== Passage

Close up is either cabbage, broccoli or cauliflower....I think cabbage based on the leaf shape. These will go out to the farm field immediately, maybe today or tomorrow. They are ready and we just need the weather to allow access into the field. Behind is a sea of other brassicas and tomatoes and lettuce. All ready for a life in the great outdoors.

One more look at the forest of tomatoes and lettuce ready to go out. You could eat a salad right out of the greenhouse right now. Lee is masterful at bringing plants to a healthy and mature state before putting them outside. This approach gives them all that much more ability to survive the unexpected conditions that could impact them once exiting the greenhouse including weather, pests, soil, water, whatever!

A big thanks to everyone who came out to appreciate some the work that goes on behind the scenes on the farm. We hope you learned something new and look forward to seeing your faces again at our next gathering this season and at the farm stand, CSA, or farmer's market all season long.

Finally, check out this You Tube Video production by one of our guests of the open house, he took it upon himself to do a thorough overview of the structure and has shared his enthusiasm for all to watch and learn.

Sunday, April 18, 2010

Strawberry Raffle Results and the First Harvest

Here is the first harvest of strawberries for the season. Jose is holding the berries with Jesus on his right, stopping to smile over the occasion. It took these guys some time to gather up this many berries, but they went ahead and did it because otherwise the next round of oncoming rain could just rot whatever berries were sitting out in the field. So, this harvest was a little rushed by the weather, but so is farming one way or another for the most part. We revolve around weather before all else.

Here is Wayne (you can recognize the barren feet) giving the grit ridden berries a rough washing....water is often sparse around the farm as we run on a generator. This round of berries has endured some weather and not many came out free of a good layer of dirt from recent rains. They weren't all super red and perfect either, but that did not rob them of true, sweet strawberry flavor. These early berries beat the shipped in grocery store varietals on any day of the year. It was such a treat to have berries to snack on again....a huge benefit of operating the farm stand.

Despite the white edges seen in the photo, for the most part these berries were quite sweet and full of flavor. I think the cardboard and flavorless grocery store options might train us to shy away from a berry that does not look perfect, but the truth is that a home grown berry is just all around better. We are able to grow strawberries that do not require shipping and hence have better flavor qualities in exchange for durability....this is the usual issue with local versus commercial food choices. Trade in your Costco and Trader Joe berries for local ones, it is time to enjoy a quality product from your local farm. As a side note, the folks who stand on the corner of Fulton and Airport and sell flats of berries do not come from the farm....they just hang out on our corner and next to our sign, coincidentally.

====

◆ Work required
Rework the farm post from "A big thanks" to "all season long.", putting "event" in place of "gathering".

== Record set

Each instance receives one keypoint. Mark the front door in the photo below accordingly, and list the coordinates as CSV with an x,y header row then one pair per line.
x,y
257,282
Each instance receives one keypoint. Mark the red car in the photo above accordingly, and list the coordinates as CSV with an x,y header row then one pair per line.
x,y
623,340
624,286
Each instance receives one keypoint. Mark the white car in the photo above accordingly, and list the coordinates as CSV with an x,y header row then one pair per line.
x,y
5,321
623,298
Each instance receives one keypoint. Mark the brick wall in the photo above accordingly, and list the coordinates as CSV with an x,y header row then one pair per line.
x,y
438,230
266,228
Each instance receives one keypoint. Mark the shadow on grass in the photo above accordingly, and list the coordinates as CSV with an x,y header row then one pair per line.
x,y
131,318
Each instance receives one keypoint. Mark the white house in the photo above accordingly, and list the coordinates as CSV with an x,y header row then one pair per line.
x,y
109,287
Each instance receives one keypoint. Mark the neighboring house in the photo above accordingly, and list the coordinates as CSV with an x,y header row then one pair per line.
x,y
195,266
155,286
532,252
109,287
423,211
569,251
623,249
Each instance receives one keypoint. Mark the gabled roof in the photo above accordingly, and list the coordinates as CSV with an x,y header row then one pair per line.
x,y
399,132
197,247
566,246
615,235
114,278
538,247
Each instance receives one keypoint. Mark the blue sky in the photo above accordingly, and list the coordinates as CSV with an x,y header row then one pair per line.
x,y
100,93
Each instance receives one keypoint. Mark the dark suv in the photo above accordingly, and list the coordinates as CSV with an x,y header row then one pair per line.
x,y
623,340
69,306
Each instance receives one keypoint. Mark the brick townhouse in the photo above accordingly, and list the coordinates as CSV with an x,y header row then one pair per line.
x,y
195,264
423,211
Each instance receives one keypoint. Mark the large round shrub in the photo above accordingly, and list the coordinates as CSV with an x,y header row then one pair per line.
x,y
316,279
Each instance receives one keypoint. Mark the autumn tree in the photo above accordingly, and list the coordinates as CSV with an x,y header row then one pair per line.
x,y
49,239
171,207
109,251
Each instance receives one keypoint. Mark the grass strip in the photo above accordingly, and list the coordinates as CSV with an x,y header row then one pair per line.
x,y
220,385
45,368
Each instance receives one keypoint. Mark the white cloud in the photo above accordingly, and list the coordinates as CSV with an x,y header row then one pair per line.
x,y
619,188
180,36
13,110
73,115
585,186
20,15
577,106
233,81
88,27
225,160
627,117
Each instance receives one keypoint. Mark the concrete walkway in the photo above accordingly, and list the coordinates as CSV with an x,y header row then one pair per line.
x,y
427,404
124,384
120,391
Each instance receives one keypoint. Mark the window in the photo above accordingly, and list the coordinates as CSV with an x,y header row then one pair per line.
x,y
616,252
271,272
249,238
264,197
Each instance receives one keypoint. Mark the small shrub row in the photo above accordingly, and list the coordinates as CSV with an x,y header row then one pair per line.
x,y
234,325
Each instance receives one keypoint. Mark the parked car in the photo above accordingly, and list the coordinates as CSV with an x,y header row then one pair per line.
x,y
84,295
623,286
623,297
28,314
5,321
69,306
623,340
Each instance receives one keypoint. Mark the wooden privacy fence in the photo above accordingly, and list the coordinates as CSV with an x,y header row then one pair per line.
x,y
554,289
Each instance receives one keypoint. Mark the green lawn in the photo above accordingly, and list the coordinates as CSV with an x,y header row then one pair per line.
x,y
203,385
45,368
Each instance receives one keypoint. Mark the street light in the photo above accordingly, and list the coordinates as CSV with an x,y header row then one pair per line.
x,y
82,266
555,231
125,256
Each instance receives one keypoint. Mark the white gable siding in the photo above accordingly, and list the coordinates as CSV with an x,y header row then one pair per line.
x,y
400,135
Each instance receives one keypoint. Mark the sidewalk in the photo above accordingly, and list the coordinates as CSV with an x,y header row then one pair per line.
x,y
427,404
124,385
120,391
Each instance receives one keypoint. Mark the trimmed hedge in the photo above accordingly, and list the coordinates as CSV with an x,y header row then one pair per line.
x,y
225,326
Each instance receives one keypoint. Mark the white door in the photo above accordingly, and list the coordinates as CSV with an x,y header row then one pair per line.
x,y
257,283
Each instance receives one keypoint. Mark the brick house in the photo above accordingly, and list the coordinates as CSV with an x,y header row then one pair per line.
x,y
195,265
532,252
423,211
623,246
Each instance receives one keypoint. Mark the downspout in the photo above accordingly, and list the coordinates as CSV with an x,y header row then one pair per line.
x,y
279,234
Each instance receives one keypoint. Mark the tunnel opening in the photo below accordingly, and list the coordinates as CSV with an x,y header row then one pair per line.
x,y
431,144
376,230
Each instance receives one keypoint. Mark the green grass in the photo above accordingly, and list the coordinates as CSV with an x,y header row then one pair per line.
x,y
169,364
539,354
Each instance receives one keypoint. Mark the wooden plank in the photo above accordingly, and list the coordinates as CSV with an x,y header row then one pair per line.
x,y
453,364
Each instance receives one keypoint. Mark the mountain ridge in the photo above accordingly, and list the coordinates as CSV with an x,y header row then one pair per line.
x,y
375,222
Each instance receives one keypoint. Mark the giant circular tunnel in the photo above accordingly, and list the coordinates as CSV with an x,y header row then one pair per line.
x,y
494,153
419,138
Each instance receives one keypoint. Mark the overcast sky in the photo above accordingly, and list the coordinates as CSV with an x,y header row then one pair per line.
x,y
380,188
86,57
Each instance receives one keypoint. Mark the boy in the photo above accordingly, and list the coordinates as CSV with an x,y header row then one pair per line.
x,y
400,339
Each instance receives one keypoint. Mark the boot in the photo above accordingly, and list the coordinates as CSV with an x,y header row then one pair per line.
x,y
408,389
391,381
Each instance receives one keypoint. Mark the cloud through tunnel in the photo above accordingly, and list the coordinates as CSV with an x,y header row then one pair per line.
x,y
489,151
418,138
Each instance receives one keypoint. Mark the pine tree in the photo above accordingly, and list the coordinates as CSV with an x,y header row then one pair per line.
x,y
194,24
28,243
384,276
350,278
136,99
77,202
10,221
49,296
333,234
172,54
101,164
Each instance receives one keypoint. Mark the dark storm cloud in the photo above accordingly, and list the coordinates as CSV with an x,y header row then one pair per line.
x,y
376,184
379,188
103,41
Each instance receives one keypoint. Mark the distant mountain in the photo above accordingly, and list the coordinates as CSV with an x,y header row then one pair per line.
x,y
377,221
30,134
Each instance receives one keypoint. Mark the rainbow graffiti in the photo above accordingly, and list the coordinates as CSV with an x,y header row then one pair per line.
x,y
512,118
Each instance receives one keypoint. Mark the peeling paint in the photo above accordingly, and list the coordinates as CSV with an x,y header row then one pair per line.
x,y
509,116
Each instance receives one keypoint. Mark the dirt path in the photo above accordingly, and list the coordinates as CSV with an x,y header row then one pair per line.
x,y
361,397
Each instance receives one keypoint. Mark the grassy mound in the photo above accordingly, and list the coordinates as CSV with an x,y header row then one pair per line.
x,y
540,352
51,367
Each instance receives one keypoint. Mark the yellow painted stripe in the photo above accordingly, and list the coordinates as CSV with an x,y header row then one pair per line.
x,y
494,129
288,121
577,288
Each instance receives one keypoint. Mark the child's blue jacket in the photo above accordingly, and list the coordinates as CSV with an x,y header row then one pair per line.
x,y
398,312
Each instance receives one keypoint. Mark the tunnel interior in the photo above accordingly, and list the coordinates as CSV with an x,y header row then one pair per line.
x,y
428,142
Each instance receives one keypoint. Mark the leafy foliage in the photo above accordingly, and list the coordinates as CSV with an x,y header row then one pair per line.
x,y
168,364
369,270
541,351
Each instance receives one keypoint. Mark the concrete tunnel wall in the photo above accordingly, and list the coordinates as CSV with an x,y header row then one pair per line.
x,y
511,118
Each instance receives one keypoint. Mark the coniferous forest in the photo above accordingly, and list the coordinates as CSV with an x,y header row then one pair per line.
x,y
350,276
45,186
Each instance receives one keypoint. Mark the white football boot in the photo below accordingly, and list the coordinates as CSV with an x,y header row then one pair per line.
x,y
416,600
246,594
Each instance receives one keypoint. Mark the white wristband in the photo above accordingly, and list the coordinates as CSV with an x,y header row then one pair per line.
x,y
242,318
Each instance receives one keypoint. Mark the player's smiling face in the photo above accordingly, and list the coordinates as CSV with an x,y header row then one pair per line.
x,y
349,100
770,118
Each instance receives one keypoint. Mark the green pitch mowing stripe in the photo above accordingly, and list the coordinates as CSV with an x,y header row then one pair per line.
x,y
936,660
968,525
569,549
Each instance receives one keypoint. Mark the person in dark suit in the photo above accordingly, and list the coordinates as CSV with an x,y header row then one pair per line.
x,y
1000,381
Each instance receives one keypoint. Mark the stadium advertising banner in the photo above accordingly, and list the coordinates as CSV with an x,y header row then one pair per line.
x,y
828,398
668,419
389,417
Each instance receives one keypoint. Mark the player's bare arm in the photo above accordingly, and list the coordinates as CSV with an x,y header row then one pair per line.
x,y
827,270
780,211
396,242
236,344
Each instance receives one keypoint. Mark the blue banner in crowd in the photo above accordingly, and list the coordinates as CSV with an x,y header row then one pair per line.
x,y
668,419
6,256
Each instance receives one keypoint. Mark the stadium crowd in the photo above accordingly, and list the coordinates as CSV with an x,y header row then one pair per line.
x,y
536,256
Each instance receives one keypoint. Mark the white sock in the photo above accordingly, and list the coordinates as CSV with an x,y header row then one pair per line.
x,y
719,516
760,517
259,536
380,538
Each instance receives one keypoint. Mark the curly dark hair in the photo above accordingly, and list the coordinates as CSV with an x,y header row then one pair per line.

====

◆ Solution to this problem
A big thanks to everyone who came out to appreciate some the work that goes on behind the scenes on the farm. We hope you learned something new and look forward to seeing your faces again at our next event this season and at the farm stand, CSA, or farmer's market all season long.